REQUIRED ACTION — Needed from the data below: every line from the one with "Where can the white building wall" up to and including the one with "Where can the wispy", repeated exactly and with nothing else.

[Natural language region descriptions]
++++++++
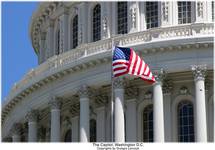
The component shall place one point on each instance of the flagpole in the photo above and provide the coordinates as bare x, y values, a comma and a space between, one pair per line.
112, 101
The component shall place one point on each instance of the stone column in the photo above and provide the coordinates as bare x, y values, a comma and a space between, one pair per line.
200, 11
165, 13
208, 11
119, 124
131, 121
32, 117
105, 19
200, 111
142, 16
74, 110
100, 124
84, 113
42, 48
55, 104
16, 132
75, 128
167, 88
174, 12
133, 17
82, 23
64, 43
49, 48
158, 114
113, 18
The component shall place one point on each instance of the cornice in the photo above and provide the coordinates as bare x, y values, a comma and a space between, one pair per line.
90, 55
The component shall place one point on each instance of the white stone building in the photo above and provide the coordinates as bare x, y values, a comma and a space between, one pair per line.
68, 96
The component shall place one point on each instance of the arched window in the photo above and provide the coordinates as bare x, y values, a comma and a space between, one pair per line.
184, 12
148, 124
68, 136
97, 23
151, 14
75, 32
58, 42
92, 130
122, 18
185, 122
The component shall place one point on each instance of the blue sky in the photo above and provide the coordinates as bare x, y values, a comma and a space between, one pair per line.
18, 56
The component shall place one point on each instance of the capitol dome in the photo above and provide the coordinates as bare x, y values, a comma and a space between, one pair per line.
67, 97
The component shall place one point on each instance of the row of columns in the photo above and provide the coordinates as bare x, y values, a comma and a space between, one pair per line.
158, 114
201, 12
119, 119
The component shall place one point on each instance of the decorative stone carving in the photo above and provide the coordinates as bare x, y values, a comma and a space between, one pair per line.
118, 83
80, 37
101, 99
75, 108
133, 14
84, 91
32, 115
66, 122
42, 133
55, 102
104, 26
167, 86
148, 95
131, 92
200, 9
16, 129
199, 72
165, 10
61, 33
184, 90
159, 75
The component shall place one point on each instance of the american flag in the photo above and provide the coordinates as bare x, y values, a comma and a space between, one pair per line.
126, 61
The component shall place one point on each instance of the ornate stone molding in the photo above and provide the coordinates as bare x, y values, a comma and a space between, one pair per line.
133, 14
80, 36
42, 133
75, 109
104, 26
165, 10
16, 129
118, 83
55, 102
84, 91
101, 100
131, 92
167, 86
159, 75
148, 95
184, 91
200, 9
199, 72
32, 115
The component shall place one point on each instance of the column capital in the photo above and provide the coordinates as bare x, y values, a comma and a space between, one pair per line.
167, 86
43, 35
55, 102
118, 83
50, 22
16, 129
101, 100
159, 75
32, 115
199, 72
84, 91
131, 92
75, 109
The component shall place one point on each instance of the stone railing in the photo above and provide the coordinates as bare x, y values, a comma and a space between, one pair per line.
84, 50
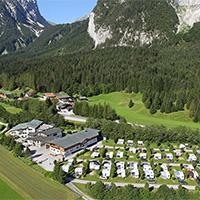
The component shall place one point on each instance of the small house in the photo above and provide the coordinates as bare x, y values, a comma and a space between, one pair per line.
164, 167
158, 156
165, 174
149, 174
140, 143
111, 155
179, 175
134, 172
169, 156
182, 146
105, 138
65, 168
130, 142
28, 94
146, 167
120, 141
106, 170
143, 156
133, 150
197, 150
120, 154
178, 152
83, 98
121, 169
94, 165
79, 171
2, 95
191, 158
95, 155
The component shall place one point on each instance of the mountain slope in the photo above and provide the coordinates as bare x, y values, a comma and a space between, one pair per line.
129, 22
20, 24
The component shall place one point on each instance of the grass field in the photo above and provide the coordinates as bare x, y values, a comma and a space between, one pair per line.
29, 183
139, 114
8, 193
11, 109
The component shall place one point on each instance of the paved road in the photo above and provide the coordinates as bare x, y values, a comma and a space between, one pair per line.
189, 187
6, 126
73, 118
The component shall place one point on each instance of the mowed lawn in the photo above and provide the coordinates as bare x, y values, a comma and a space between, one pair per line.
8, 193
29, 183
139, 114
11, 109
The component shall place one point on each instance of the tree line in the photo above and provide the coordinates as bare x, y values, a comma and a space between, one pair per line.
97, 111
167, 75
153, 133
99, 190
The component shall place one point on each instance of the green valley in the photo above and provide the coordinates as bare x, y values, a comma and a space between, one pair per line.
139, 114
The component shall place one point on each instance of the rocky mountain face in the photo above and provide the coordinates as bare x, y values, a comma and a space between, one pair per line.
188, 12
131, 22
20, 23
112, 23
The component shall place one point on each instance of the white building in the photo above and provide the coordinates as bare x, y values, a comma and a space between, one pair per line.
120, 154
95, 155
149, 174
191, 158
130, 142
140, 143
179, 175
169, 156
158, 156
143, 156
79, 171
165, 174
94, 165
120, 169
23, 130
134, 170
111, 155
120, 141
73, 142
133, 150
106, 170
182, 146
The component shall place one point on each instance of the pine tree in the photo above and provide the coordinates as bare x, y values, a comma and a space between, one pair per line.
131, 104
27, 152
153, 109
148, 103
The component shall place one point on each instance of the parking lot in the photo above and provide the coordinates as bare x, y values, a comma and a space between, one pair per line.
43, 158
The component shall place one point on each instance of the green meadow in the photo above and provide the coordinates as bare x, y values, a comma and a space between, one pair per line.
29, 183
11, 109
139, 114
6, 192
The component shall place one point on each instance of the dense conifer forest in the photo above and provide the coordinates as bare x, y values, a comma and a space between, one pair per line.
167, 75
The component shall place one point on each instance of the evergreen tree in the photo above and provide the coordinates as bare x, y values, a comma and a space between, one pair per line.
131, 104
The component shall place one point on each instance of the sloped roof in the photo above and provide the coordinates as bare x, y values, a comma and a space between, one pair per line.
51, 131
34, 123
73, 139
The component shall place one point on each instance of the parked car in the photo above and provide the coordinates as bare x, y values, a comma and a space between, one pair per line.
151, 181
182, 182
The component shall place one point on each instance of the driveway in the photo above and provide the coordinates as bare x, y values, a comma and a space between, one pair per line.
42, 157
73, 118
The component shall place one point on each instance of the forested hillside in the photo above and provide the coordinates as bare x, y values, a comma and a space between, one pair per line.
167, 75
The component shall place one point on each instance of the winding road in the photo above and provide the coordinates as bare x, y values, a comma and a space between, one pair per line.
6, 126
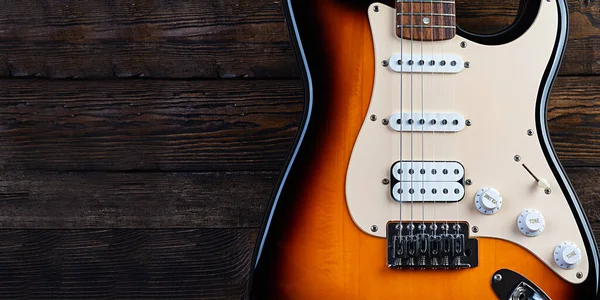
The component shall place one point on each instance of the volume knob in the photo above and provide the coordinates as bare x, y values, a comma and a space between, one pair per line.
488, 200
567, 255
531, 222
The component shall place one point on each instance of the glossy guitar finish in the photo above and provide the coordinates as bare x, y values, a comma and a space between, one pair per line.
310, 247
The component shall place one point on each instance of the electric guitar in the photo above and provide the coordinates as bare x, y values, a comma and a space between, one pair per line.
423, 167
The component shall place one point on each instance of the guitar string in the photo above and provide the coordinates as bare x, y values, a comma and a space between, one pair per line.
454, 146
401, 169
444, 131
422, 122
434, 226
412, 122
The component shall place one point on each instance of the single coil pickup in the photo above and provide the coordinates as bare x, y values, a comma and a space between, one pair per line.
408, 191
447, 171
426, 63
428, 245
427, 122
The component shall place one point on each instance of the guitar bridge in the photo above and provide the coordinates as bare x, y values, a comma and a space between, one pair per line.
429, 245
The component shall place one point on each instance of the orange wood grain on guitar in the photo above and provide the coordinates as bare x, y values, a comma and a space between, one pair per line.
326, 256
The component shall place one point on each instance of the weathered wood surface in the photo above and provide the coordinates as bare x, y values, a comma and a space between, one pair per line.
205, 39
157, 125
65, 200
70, 200
151, 158
125, 263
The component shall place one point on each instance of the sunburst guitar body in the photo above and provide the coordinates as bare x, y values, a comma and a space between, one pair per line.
422, 167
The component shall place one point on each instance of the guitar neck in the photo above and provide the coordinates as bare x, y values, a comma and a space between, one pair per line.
426, 20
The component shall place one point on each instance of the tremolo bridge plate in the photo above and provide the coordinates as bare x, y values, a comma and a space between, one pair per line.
428, 245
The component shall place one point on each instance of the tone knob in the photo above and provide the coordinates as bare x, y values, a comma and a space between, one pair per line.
567, 255
531, 222
488, 200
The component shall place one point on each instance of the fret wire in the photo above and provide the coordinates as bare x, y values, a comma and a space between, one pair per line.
425, 26
426, 14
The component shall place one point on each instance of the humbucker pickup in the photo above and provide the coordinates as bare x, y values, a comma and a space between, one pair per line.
427, 63
428, 245
429, 122
427, 181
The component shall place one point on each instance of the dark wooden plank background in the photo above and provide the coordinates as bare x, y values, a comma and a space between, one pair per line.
123, 125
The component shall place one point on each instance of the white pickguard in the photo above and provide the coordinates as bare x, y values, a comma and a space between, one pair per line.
497, 93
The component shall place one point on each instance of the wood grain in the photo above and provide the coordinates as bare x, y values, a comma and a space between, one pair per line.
125, 263
205, 39
205, 125
62, 200
71, 200
159, 39
147, 125
574, 120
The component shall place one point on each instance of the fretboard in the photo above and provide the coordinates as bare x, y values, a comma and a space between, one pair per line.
426, 20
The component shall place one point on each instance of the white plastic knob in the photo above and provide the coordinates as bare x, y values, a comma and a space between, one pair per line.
567, 255
531, 222
488, 200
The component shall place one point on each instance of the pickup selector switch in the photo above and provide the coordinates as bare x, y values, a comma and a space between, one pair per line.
567, 255
531, 222
488, 200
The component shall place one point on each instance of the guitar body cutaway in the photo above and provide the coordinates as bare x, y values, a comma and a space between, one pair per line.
318, 240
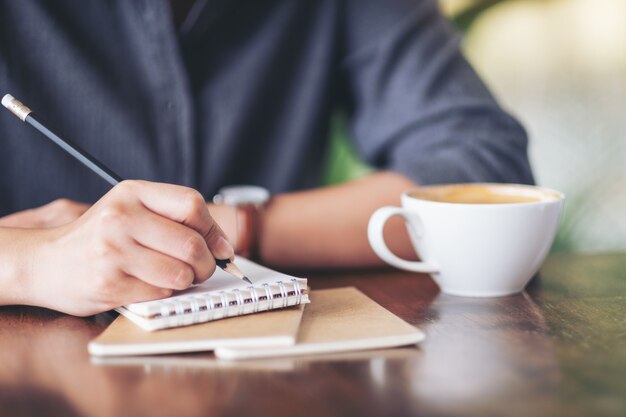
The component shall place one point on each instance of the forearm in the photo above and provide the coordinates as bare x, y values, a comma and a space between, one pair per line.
327, 227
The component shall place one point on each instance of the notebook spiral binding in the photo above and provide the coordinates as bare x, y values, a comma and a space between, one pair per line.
236, 302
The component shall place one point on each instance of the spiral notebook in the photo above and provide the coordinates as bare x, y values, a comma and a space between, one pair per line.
219, 297
338, 320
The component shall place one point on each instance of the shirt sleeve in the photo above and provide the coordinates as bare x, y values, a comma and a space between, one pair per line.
415, 104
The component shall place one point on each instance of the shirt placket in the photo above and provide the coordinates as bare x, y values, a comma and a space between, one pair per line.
171, 99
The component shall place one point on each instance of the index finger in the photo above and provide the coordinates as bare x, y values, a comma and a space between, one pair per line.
183, 205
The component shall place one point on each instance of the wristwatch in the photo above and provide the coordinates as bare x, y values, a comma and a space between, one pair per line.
250, 200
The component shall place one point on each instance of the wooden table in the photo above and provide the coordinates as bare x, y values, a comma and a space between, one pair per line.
558, 349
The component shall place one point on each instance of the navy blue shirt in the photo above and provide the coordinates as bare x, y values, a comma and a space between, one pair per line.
243, 92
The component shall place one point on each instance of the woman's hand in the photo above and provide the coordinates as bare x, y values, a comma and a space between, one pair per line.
139, 242
56, 213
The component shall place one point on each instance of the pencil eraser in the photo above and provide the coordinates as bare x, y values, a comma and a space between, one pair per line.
8, 98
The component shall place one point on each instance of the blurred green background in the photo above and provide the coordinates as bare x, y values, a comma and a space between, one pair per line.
559, 66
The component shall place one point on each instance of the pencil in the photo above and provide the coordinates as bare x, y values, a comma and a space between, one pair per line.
26, 115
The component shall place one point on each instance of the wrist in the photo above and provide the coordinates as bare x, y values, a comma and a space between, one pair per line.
249, 203
20, 255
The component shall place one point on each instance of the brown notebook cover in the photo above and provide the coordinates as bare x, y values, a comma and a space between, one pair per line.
270, 328
337, 320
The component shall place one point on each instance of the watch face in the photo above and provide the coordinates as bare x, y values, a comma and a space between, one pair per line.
242, 194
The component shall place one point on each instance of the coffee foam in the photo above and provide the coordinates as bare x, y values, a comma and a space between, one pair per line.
484, 194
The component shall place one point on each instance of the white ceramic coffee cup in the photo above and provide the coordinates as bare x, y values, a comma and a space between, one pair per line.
474, 249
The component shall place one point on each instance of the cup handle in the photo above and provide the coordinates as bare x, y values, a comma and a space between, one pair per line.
377, 240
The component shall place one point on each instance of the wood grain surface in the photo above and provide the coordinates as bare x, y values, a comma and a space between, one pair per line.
557, 349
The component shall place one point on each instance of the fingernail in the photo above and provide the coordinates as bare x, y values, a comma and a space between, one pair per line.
223, 249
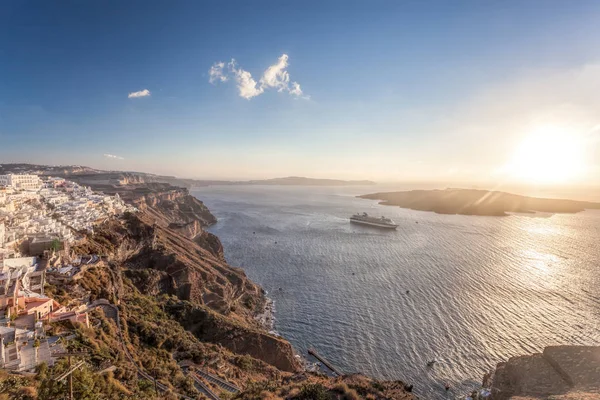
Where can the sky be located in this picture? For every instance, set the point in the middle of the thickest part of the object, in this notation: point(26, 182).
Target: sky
point(381, 90)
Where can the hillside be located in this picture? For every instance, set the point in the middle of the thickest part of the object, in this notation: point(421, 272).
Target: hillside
point(97, 178)
point(171, 309)
point(477, 202)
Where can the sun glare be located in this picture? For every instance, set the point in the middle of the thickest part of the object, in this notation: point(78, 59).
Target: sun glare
point(548, 155)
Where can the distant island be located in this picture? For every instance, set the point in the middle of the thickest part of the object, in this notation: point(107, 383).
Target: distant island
point(91, 176)
point(302, 181)
point(477, 202)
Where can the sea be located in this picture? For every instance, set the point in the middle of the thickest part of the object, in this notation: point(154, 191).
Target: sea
point(465, 291)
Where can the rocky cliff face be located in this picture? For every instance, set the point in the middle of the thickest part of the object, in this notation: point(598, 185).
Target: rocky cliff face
point(160, 259)
point(559, 372)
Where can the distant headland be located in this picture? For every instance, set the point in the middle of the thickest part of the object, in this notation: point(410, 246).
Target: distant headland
point(302, 181)
point(477, 202)
point(93, 176)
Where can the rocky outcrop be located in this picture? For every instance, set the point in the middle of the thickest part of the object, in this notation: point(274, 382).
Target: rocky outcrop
point(221, 302)
point(209, 326)
point(559, 372)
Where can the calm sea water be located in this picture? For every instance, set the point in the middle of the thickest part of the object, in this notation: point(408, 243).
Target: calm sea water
point(482, 289)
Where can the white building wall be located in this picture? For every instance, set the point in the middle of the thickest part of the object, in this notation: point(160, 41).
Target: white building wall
point(25, 182)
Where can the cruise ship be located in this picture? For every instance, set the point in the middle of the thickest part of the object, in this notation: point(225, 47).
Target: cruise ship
point(380, 222)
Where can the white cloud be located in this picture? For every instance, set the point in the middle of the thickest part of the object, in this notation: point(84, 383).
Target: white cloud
point(216, 73)
point(141, 93)
point(246, 84)
point(296, 91)
point(275, 76)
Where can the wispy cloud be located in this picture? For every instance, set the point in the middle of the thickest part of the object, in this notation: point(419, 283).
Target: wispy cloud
point(141, 93)
point(215, 74)
point(275, 77)
point(246, 84)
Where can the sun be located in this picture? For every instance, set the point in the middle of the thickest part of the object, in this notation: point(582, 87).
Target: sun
point(547, 155)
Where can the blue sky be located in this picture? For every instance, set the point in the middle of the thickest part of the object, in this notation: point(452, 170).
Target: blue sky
point(391, 90)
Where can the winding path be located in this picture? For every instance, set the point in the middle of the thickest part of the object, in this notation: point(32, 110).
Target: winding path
point(111, 311)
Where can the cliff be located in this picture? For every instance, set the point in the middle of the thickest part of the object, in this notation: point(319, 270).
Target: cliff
point(222, 300)
point(477, 202)
point(559, 373)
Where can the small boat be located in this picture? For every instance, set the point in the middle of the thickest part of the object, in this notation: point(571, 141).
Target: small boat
point(378, 222)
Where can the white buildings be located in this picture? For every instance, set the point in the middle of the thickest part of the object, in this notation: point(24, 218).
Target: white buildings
point(57, 211)
point(23, 182)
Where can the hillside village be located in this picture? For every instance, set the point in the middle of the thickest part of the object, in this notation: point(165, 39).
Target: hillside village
point(40, 220)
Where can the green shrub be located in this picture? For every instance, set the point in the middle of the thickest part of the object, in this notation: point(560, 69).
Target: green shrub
point(314, 391)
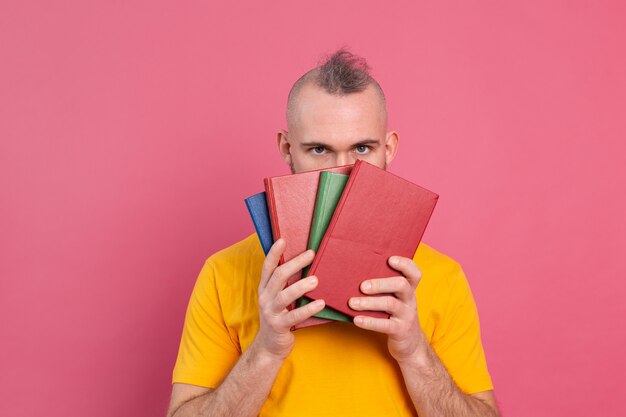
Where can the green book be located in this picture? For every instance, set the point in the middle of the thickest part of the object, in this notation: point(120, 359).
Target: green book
point(328, 194)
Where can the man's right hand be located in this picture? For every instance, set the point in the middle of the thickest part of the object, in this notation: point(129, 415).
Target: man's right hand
point(275, 336)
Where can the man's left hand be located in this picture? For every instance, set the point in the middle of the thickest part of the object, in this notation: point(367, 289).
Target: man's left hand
point(406, 338)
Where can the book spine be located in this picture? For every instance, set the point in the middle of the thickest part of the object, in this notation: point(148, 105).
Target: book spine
point(271, 206)
point(336, 215)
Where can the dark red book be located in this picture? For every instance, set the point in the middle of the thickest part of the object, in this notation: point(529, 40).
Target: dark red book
point(379, 215)
point(291, 203)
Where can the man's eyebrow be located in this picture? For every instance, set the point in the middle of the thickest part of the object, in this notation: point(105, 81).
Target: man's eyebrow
point(314, 144)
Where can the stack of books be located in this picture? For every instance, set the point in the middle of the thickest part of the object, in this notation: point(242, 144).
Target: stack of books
point(355, 217)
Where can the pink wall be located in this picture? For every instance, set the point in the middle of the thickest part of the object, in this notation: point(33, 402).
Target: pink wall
point(130, 132)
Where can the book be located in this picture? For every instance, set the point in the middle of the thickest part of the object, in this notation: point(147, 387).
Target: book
point(329, 191)
point(257, 207)
point(291, 203)
point(379, 215)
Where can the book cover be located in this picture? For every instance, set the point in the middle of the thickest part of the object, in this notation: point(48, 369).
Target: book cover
point(291, 203)
point(257, 207)
point(379, 215)
point(328, 194)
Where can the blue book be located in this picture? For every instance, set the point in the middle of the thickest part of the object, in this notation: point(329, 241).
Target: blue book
point(257, 206)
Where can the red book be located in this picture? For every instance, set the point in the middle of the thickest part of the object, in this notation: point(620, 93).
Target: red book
point(291, 203)
point(379, 215)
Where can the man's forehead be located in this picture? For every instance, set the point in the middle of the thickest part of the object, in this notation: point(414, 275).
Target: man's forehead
point(313, 105)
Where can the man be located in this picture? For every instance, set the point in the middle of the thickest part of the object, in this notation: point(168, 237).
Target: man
point(238, 356)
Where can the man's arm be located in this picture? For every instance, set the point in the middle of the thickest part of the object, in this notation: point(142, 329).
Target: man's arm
point(431, 389)
point(246, 387)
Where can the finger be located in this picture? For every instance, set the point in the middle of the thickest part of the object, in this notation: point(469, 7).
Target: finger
point(290, 294)
point(298, 315)
point(399, 286)
point(408, 268)
point(271, 261)
point(388, 303)
point(387, 326)
point(279, 277)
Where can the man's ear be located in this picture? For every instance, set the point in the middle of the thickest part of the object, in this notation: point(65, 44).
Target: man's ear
point(284, 147)
point(391, 146)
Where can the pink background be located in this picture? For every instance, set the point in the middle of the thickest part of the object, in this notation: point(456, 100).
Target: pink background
point(130, 132)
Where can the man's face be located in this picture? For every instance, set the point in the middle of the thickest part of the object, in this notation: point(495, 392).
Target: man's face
point(327, 130)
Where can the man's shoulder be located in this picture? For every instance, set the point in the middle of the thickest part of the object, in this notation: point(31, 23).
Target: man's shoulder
point(437, 266)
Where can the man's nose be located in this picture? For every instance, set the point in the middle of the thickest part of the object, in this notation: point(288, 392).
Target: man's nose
point(344, 159)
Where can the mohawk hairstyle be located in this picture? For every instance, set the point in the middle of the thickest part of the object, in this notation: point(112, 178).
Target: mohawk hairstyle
point(343, 73)
point(339, 74)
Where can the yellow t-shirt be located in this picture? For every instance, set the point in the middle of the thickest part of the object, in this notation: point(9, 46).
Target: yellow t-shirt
point(335, 369)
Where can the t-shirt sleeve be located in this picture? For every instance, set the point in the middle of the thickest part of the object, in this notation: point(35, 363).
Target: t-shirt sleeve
point(207, 350)
point(457, 340)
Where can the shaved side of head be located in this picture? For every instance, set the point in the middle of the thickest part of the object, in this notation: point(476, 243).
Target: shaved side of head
point(340, 74)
++++++++
REPLY —
Where can the white building wall be located in this picture? For every instance, set the point in the middle of the thickest part of the object, in this notation: point(160, 41).
Target: white building wall
point(25, 182)
Where can the cruise ship be located in this picture? For every instance, set the point in the middle of the thickest part of the object, in this notation: point(225, 47).
Target: cruise ship
point(380, 222)
Where can the white cloud be located in this picture? For every instance, set the point in the middle of the thickest part of the object, in this notation: point(84, 383).
Target: white cloud
point(216, 73)
point(141, 93)
point(246, 84)
point(296, 91)
point(275, 76)
Where can the wispy cloud be located in this picture? For every instance, set the point in the middle of the thickest part of the object, in this notation: point(419, 283).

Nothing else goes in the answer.